Researchers at the University of British Columbia Okanagan Campus have discovered 23 new stilbenoid compounds in red wine that had previously gone unnoticed and which could be exploited for potential beneficial health benefits.
Stilbenoids are secondary metabolites produced in many plants, characterized by having at least two phenolic rings linked by an ethene molecule. Resveratrol, a wine-derived compound alleged to have anticancer and cardioprotective effects, is a stilbenoid. Thus, there is great incentive to search for similar compounds that could form the basis of future drugs.
Cedric Saucier, an analytical chemist and professor of enology (the study of wine) at UBC Okanagan, leads a team that is using a combination of high-performance liquid chromatography and mass spectrometry to identify such compounds in highly concentrated extracts of red wine. Their latest paper in Rapid Communications in Mass Spectrometry reports 41 stilbenoid compounds, some of which were polymeric combinations of the others. Twenty three of these compounds had not been previously reported in red wine, although they are present in other plant materials, such as peanut skins.

■ MATERIAL SHOWN ■
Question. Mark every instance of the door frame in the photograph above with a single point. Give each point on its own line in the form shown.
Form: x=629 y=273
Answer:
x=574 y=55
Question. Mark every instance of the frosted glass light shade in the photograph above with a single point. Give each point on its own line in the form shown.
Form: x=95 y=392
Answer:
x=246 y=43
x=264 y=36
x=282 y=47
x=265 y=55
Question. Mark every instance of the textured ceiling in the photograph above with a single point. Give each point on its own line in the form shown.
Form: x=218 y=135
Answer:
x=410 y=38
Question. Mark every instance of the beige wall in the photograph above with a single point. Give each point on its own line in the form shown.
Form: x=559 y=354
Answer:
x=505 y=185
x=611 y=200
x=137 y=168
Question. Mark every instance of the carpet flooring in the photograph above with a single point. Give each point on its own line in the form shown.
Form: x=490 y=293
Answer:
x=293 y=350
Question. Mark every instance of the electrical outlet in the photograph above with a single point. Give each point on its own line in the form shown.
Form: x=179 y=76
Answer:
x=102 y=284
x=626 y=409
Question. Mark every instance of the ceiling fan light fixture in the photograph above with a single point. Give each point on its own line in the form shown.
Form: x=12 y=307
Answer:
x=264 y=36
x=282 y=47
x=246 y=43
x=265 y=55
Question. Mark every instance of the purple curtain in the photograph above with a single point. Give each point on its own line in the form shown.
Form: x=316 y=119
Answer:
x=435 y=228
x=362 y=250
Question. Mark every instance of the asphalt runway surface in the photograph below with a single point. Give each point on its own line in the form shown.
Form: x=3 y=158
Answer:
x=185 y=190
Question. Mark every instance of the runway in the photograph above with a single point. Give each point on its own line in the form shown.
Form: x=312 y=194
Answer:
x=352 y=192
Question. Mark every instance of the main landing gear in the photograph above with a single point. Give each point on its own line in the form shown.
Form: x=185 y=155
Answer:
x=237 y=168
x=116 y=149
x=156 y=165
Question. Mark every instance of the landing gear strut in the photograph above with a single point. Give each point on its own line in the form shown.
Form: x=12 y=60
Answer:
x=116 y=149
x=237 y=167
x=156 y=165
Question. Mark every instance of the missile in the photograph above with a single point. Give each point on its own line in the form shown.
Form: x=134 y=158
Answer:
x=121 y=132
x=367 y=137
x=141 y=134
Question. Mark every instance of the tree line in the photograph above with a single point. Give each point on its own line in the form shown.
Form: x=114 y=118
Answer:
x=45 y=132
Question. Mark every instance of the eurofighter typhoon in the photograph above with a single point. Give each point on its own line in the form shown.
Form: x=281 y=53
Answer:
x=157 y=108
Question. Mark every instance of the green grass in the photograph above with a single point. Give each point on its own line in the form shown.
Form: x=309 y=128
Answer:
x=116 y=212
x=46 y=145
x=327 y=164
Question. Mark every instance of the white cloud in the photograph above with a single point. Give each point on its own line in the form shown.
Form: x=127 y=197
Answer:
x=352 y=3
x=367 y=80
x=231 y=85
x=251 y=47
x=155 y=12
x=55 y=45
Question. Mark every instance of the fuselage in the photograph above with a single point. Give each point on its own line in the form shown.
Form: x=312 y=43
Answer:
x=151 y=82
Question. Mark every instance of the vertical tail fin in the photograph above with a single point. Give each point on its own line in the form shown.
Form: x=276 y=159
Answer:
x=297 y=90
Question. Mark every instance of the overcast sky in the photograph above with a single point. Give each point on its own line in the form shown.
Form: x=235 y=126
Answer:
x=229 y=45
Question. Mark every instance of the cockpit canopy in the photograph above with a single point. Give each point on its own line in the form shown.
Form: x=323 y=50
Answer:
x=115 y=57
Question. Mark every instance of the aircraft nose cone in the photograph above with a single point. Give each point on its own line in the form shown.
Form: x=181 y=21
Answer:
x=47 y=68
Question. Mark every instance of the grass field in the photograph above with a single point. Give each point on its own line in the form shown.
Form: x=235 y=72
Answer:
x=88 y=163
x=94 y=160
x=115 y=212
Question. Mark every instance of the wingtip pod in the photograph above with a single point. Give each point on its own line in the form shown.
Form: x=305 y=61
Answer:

■ COMPLETE THE FOLLOWING ■
(A) Write down each number in the passage on stilbenoids in red wine, in the form it has there, in the order it appears.
(B) Write the next part of the passage about newly found stilbenoid compounds in red wine, starting after its last sentence.

■ RESULTS ■
(A)
23
two
41
Twenty three

(B)
So how did the team find compounds that others missed? “It’s a good question,” says Saucier. “My explanation is: by making this concentrated extract and having a sensitive mass spectrometer, we discovered compounds that are present in very small amounts.” Because these compounds are present at such low levels, it’s hard to say if they contribute to the purported health benefits of red wine. Still, Saucier is hoping to partner with other groups that could synthesize larger quantities of the compounds. That way, they could be tested to see if they — or their analogues and derivatives — have the same kind of health benefits as resveratrol.
Scirpusin A (both cis and trans isomers) is one of the 23 new stilbenoid compounds identified in red wine by a team at the University of British Columbia Okanagan campus. (The stillbene motif is highlighted in red.) It’s possible that some of the compounds will have health benefits similar to resveratrol, which is in the same chemical family.